INFORMATION PROVIDED:
__________

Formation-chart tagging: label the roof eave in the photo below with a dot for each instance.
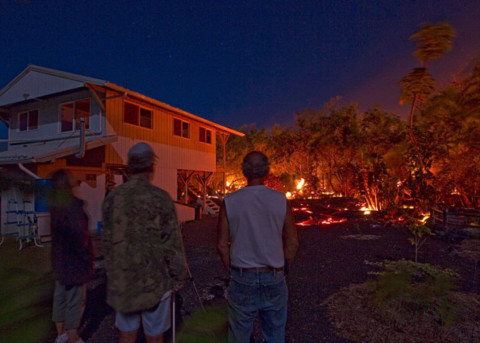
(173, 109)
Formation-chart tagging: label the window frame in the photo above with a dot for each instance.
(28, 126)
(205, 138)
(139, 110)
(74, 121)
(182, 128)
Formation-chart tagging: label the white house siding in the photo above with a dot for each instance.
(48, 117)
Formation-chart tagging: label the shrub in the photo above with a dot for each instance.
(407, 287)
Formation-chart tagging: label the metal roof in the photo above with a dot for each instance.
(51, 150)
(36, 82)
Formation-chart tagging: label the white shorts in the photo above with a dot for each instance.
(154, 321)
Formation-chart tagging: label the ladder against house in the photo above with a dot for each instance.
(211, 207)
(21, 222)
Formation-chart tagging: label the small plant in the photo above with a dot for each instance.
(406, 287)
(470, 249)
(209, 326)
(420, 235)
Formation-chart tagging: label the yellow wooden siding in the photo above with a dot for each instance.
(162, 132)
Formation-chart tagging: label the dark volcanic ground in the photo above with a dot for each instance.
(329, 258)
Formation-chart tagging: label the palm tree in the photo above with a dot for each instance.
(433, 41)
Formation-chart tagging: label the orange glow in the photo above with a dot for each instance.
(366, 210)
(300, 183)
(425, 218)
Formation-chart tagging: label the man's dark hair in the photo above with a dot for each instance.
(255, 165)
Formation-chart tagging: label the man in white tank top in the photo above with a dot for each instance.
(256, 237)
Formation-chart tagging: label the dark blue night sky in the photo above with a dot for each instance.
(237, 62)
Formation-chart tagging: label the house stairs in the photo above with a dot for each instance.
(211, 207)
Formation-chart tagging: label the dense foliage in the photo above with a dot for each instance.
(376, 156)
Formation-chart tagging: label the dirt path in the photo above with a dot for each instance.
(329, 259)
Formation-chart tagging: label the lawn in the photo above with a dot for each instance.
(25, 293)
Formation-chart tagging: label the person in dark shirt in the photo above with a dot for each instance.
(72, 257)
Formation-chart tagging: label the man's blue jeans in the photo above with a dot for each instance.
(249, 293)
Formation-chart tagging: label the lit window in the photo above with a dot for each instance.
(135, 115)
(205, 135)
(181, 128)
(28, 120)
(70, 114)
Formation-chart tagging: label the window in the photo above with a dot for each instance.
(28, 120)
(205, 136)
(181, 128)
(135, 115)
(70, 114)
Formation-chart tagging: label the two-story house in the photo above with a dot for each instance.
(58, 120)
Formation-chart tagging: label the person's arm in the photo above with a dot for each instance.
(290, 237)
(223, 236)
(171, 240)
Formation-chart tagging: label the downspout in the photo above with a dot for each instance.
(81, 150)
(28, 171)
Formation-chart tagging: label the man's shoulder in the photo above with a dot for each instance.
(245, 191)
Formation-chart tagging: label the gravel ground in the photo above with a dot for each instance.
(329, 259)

__________

CHALLENGE:
Revise the lines above so that "with a dot for each instance" is replaced by "with one dot per instance" throughout, leaving everything else unchanged. Leave the pictures out of your answer.

FINAL RESULT:
Formation-chart tagging: label the roof eave in the photo below with one dot per instance.
(173, 109)
Formation-chart tagging: label the window frame in the photo above with one dot per instance.
(28, 126)
(205, 138)
(139, 110)
(74, 121)
(182, 128)
Formation-chart tagging: label the white house siding in the photo above with one dot per instance.
(48, 117)
Formation-chart tagging: label the shrub in the photo above with one dot per instance.
(407, 287)
Formation-chart tagging: label the metal roof in the photo above with one dot per instance.
(51, 150)
(36, 82)
Formation-chart tagging: label the white shorts in the photo above with one dot per instance.
(154, 321)
Formation-chart tagging: label the ladder against house in the photo above with one dot per instance.
(211, 207)
(21, 222)
Formation-chart tagging: label the small plant in the photo above with one dot per instance.
(406, 287)
(470, 249)
(209, 326)
(420, 235)
Formation-chart tagging: label the yellow wooden siding in the photo above with one dot per instance.
(162, 132)
Formation-chart tagging: label the dark volcanic ground in the photo above with one dot per instance.
(329, 258)
Formation-chart tagging: label the palm tree in the photo above with one dot per instance.
(433, 41)
Formation-chart tagging: label the orange glow in the photo above with one dot per instance.
(366, 210)
(300, 183)
(425, 218)
Formation-chart tagging: label the man's dark hair in the photo above with one dot per instance.
(255, 165)
Formation-chart tagging: label the man in white tank top in the photo above with one dot per instance.
(256, 237)
Formation-chart tagging: label the dark blue night sky in the photo above with one dot per instance.
(237, 62)
Formation-chart tagging: label the house stairs in the photo above with one dot per instance.
(211, 207)
Formation-chart tagging: label the dense foliage in the photo above with one dot per instance.
(376, 156)
Formation-chart tagging: label the dirt path in the photo above with one dot per instance.
(329, 259)
Formation-chart tagging: label the lawn in the photo above with one dot per instance.
(25, 293)
Formation-chart tagging: label the person in dark shirt in the photo above with one dot per instance.
(72, 257)
Formation-chart tagging: label the man's blue jeans in the photo above with one dot per instance.
(249, 293)
Formation-chart tagging: label the lit window in the photo above with one dot per instance.
(135, 115)
(205, 135)
(181, 128)
(28, 120)
(70, 114)
Formation-chart tagging: label the window in the photo above with one dot per instance.
(28, 120)
(205, 136)
(181, 128)
(135, 115)
(70, 114)
Formation-chart tagging: label the two-story house in the photo above with one dot per instance.
(58, 120)
Formation-chart tagging: label the person's arm in the photo above with one dot per instance.
(290, 237)
(223, 236)
(171, 240)
Formation-chart tagging: label the downspout in the photo above with one dot per instance.
(81, 150)
(28, 171)
Formation-chart tagging: label the man's shoulder in the photo above with one dot per instance.
(245, 191)
Formation-chart tagging: label the gravel ground in the photo above with one dot per instance.
(329, 259)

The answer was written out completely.